И все же в нетерпеливом стремлении заниматься своей — личной, авторской — темой даже общепризнанный успех инсценировки (пусть любимого Гоголя) не мог его удовлетворить. Но говорил он все же не без гордости:
— Мастером быть трудно, но им надо быть обязательно, если ты мнишь себя профессиональным литератором. Нужно все уметь! И любить материал. И отказаться в иных случаях от субъективного к нему отношения, чтобы постигнуть и передать зрителю совершенные образы произведения, которое по праву называется классикой. Молодец, если сумел.
Почему он покинул МХАТ и принял предложение Большого театра, перейдя туда в литчасть? Он отнюдь не порывал с МХАТом, но считал, что там — он прежде всего автор, а служащий автор, по его мнению, всегда хоть немного на веревочке.
В Большом театре он — «служил», то есть редактировал старые и новые либретто для пьес. Так, например, при возобновлении «Ивана Сусанина» новый текст, написанный С. Городецким [67] ,
67
Городецкий Сергей Митрофанович(1884–1967), поэт, прозаик, переводчик.
Булгаков любил оперу, поэтому пребывание в Большом театре не было ему в тягость. Напротив, ему нравилось, что он стал причастен к этому академическому колоссу, в золотых ярусах которого отсвечивается, как нигде, и наше, и былое искусство театра.

• _Перечень материалов_

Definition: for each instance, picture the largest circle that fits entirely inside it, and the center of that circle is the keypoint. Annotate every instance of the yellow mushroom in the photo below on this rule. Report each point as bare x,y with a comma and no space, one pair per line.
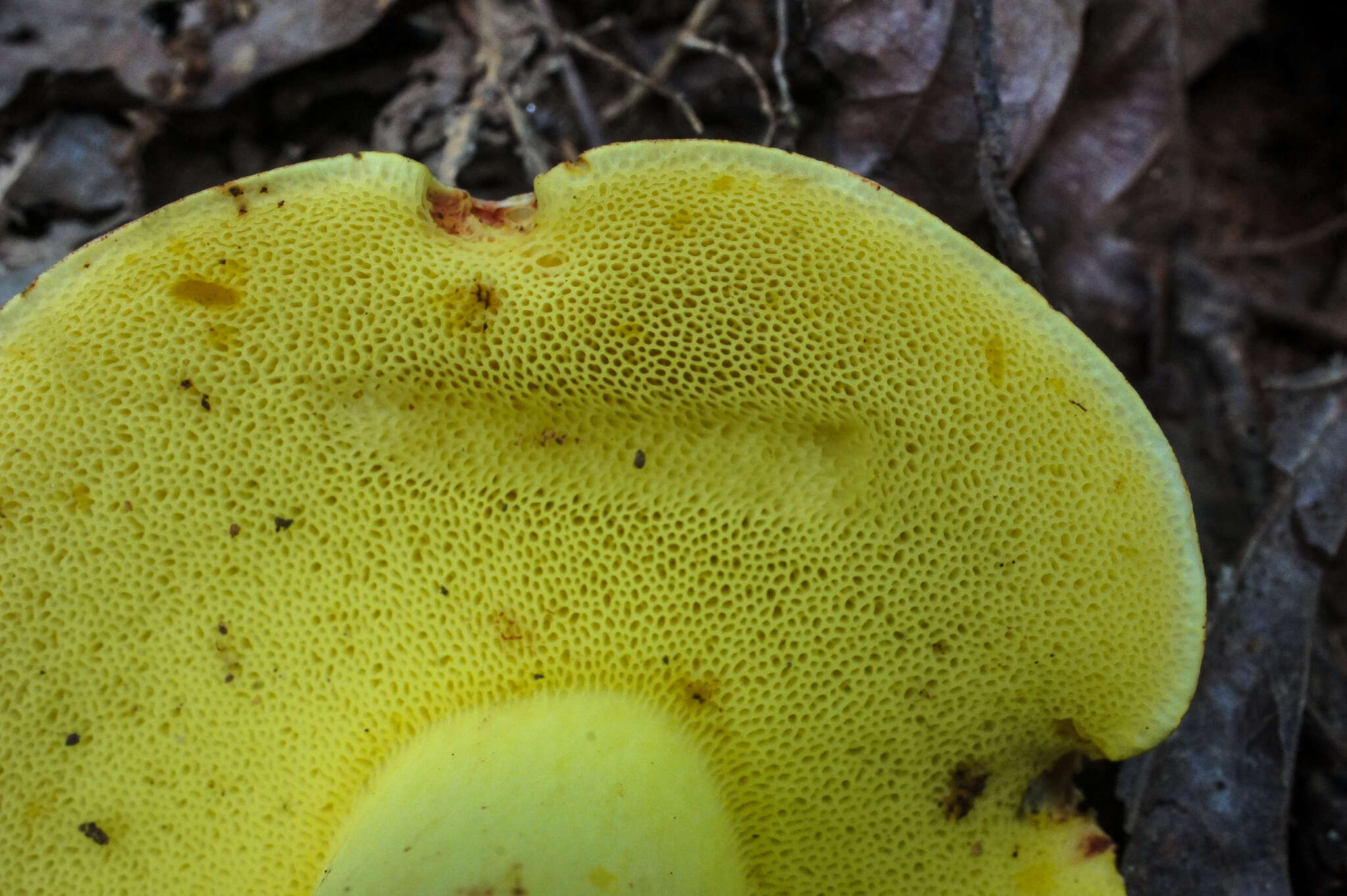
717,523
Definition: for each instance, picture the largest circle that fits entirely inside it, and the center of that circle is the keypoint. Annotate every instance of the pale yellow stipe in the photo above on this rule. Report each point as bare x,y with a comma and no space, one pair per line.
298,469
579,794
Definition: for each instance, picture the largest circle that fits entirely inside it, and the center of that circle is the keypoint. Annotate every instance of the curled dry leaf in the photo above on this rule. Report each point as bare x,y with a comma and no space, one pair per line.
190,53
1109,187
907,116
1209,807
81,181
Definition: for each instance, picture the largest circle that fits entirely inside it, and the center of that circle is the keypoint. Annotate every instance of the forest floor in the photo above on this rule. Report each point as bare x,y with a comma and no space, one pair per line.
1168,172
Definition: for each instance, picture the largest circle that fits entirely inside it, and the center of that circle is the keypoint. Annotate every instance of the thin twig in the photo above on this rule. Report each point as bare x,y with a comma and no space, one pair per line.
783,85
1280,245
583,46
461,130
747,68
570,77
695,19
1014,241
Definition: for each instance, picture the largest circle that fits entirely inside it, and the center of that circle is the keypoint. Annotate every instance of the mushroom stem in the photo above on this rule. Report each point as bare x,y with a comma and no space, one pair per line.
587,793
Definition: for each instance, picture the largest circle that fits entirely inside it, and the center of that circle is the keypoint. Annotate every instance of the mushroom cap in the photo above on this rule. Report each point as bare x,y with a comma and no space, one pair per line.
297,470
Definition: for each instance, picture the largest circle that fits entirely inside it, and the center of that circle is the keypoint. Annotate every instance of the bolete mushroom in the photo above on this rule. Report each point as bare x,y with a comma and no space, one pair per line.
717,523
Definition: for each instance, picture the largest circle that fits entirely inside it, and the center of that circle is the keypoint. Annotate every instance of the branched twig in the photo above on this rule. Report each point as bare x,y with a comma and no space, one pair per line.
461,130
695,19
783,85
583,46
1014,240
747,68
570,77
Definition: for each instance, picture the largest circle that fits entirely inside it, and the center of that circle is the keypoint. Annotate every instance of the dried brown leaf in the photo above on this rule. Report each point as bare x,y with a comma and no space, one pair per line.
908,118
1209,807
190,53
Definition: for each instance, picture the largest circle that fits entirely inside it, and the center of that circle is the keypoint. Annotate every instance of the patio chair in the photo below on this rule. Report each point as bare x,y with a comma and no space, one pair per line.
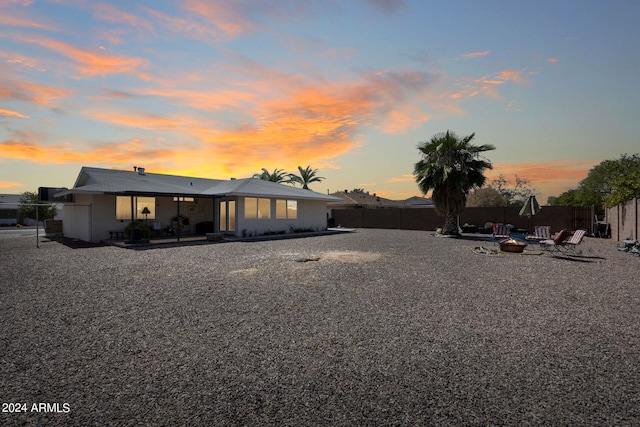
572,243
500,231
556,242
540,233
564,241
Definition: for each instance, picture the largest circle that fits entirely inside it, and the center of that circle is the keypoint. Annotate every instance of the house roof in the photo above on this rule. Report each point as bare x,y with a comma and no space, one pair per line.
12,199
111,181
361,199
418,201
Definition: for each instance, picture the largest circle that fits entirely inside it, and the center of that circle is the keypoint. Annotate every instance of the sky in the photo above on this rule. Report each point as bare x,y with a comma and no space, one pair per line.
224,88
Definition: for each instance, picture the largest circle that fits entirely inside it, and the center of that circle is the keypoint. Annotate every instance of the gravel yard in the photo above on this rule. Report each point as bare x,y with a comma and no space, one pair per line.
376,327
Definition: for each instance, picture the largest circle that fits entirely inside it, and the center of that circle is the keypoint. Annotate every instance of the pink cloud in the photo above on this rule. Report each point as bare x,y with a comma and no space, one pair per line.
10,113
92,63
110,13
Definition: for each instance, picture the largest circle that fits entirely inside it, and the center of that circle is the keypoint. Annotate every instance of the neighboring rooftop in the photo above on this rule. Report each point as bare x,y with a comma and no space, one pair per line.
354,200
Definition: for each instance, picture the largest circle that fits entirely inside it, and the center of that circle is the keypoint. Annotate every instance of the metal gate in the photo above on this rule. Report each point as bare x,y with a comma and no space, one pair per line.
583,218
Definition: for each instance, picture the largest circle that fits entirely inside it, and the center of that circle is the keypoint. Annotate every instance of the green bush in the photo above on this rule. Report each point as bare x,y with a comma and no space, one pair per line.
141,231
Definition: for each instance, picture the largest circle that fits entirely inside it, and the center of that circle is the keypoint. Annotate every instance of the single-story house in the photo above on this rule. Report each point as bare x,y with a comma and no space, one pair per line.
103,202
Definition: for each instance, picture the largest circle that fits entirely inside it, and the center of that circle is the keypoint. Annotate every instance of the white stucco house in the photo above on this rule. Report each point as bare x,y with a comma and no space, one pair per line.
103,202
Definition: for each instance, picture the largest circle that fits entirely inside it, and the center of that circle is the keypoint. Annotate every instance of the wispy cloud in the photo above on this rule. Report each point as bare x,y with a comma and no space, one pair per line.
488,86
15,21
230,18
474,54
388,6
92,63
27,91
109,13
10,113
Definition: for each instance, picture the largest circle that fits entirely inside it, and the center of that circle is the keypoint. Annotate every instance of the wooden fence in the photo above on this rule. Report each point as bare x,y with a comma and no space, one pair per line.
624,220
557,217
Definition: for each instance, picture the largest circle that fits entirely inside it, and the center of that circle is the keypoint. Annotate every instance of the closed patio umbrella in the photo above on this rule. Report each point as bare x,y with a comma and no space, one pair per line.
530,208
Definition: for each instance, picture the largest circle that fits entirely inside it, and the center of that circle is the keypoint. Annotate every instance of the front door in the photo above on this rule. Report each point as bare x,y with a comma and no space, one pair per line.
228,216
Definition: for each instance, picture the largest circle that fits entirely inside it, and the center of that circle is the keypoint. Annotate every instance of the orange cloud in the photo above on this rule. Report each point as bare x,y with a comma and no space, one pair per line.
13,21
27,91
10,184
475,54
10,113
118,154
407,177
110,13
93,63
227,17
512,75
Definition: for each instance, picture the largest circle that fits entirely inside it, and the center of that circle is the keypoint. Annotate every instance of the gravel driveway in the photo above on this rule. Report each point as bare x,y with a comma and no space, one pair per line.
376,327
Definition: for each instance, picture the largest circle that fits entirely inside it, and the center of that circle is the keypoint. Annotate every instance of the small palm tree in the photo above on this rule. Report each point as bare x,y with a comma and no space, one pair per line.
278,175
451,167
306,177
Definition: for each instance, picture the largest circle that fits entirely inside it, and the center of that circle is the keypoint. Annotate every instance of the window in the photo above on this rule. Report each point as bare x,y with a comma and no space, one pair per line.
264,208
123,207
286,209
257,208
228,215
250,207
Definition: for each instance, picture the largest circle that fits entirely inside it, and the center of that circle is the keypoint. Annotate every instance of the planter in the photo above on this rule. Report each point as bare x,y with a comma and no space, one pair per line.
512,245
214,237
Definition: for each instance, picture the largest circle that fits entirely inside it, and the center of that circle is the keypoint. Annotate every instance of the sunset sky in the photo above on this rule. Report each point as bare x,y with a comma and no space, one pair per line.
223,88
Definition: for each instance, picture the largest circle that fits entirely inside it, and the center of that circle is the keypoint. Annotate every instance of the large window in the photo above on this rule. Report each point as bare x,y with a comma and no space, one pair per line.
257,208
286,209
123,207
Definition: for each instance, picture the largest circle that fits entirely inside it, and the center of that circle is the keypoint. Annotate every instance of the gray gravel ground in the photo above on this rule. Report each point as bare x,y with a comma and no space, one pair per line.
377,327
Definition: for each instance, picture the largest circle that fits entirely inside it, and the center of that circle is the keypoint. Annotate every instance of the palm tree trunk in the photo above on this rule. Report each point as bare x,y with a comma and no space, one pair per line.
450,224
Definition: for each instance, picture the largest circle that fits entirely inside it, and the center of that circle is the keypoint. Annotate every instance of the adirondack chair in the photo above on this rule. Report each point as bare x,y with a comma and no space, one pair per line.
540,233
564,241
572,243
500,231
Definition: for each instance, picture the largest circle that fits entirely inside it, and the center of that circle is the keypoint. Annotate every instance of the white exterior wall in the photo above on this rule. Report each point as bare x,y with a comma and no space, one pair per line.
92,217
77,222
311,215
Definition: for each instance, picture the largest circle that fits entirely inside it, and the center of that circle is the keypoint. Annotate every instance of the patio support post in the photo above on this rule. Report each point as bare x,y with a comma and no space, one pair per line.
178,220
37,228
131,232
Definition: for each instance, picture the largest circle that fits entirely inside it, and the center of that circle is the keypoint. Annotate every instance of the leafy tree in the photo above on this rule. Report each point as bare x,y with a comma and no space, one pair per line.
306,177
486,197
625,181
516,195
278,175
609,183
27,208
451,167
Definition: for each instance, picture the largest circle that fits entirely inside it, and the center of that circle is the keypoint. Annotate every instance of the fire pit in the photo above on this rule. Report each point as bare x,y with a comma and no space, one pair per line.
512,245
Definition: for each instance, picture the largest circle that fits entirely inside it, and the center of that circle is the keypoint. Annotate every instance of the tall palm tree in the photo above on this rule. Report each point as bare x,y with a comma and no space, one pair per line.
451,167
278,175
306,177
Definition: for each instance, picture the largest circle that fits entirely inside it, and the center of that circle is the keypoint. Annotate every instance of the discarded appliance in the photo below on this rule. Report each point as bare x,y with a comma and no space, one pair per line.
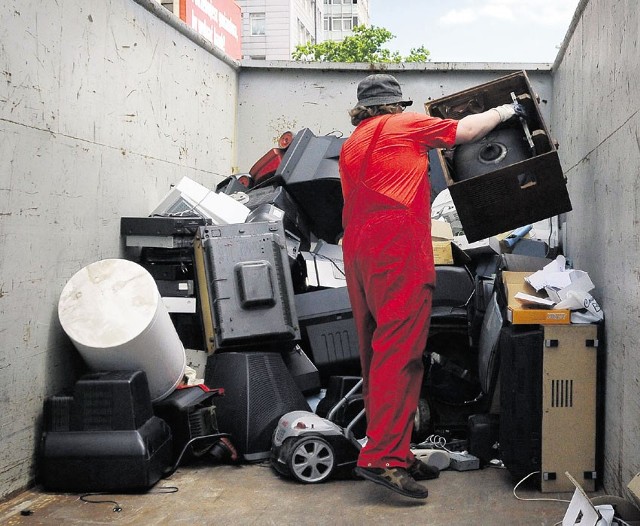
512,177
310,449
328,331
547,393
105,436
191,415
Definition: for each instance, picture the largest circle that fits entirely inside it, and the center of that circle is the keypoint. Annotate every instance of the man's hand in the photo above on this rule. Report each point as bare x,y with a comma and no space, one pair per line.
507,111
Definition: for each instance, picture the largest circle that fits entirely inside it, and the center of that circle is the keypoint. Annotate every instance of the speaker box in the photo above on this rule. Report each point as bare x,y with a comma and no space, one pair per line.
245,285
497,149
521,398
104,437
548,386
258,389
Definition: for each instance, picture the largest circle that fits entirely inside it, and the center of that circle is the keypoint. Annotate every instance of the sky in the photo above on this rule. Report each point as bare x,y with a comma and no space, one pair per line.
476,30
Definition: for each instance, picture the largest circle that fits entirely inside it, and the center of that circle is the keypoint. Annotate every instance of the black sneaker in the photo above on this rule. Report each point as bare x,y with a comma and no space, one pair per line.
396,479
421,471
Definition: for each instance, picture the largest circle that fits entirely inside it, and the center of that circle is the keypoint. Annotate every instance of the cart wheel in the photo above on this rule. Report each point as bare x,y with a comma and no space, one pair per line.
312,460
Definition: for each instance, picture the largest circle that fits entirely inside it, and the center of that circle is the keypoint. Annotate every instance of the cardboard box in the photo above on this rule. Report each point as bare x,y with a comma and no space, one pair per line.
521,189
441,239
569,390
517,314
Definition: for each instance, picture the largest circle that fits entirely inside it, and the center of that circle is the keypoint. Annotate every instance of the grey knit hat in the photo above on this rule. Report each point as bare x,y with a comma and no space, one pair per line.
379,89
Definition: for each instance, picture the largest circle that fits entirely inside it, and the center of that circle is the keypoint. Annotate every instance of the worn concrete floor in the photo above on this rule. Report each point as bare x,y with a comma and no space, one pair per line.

• _Задания_
a – Изложите отрывок о Булгакове в двух предложениях.
b – Назовите всех людей, чьи фамилии упоминаются в отрывке о Булгакове. Названия произведений не учитывайте.
c – Чем Булгаков занимался в Большом театре, согласно фрагменту документа?

• _Ответы_
a – Булгаков с гордостью говорил об успехе своей инсценировки Гоголя и о том, что профессиональный литератор обязан быть мастером, хотя эта работа его не удовлетворяла, поскольку он стремился к собственной авторской теме. Он перешел в литчасть Большого театра и редактировал там либретто, не порывая с МХАТом, и эта служба не была ему в тягость, так как он любил оперу.

b – Гоголь, Сергей Митрофанович Городецкий, Булгаков.

c – Он редактировал старые и новые либретто.